Instructions for the task. Could you update the rows from the line containing "of the overcast" through the end of the rows, inclusive, replacing "marker" with "pin" and changing nothing else?

** start **

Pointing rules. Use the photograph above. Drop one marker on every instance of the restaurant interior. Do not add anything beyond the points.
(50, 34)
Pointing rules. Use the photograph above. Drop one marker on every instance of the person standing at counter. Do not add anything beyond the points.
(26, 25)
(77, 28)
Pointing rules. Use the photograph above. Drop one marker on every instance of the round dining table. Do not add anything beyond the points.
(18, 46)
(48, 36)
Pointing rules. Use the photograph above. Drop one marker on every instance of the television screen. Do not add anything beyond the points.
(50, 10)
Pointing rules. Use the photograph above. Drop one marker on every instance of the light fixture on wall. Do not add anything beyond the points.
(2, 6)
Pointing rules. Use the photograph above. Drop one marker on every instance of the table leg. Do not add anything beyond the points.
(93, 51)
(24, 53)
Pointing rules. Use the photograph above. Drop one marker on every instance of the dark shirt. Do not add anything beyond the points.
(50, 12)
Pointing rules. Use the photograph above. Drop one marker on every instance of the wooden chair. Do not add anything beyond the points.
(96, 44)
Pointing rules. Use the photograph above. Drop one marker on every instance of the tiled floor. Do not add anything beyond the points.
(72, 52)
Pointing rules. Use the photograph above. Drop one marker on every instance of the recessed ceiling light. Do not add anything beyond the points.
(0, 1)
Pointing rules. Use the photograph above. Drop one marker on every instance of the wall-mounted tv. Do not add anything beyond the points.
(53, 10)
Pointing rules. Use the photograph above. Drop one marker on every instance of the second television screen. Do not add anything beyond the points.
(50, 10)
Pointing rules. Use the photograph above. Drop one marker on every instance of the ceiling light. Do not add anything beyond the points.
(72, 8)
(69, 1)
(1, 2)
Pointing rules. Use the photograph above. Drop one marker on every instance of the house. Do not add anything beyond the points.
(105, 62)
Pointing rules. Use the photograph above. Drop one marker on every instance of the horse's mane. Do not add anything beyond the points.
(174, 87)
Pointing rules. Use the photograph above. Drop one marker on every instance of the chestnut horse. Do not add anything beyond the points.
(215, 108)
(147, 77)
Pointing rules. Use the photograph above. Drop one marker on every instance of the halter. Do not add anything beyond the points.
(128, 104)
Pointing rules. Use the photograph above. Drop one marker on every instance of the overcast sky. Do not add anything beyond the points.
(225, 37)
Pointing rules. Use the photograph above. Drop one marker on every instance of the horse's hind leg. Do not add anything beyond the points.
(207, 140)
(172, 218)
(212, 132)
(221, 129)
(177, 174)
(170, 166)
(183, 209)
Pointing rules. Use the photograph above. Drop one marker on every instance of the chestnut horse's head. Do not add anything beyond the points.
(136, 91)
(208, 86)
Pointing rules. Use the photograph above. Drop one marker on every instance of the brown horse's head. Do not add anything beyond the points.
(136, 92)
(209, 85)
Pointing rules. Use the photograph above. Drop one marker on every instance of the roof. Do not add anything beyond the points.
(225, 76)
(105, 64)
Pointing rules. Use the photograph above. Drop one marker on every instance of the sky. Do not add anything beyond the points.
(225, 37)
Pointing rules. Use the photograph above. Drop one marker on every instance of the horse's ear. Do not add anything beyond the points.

** end **

Exercise solution.
Pointing rules. Use the photograph above. Drop one pin on every instance of the overcast sky. Do not add anything beyond the points.
(225, 37)
Pointing rules. Use the photograph above. Drop one pin on every instance of the horse's hind leg. Do not add anything beyond the points.
(207, 140)
(172, 218)
(212, 132)
(221, 129)
(177, 174)
(170, 166)
(183, 209)
Pointing rules. Use the photograph above. Drop one pin on every instance of the chestnut horse's head. Do not add anything beyond the points.
(136, 91)
(208, 86)
Pointing rules. Use the photograph above. Drop one pin on every instance of the brown horse's head. Do not add anything beyond the points.
(136, 92)
(209, 85)
Pointing rules. Use the photograph above. Drop one pin on every instance of the roof. Do not add anything beyond the points.
(225, 76)
(105, 64)
Pointing rules. Use the photograph above. Drop one pin on every instance of the sky. Do not add anything beyond the points.
(225, 37)
Pointing rules. Use the photograph above. Drop one pin on every instance of the horse's ear. Do not add anything beyond the points.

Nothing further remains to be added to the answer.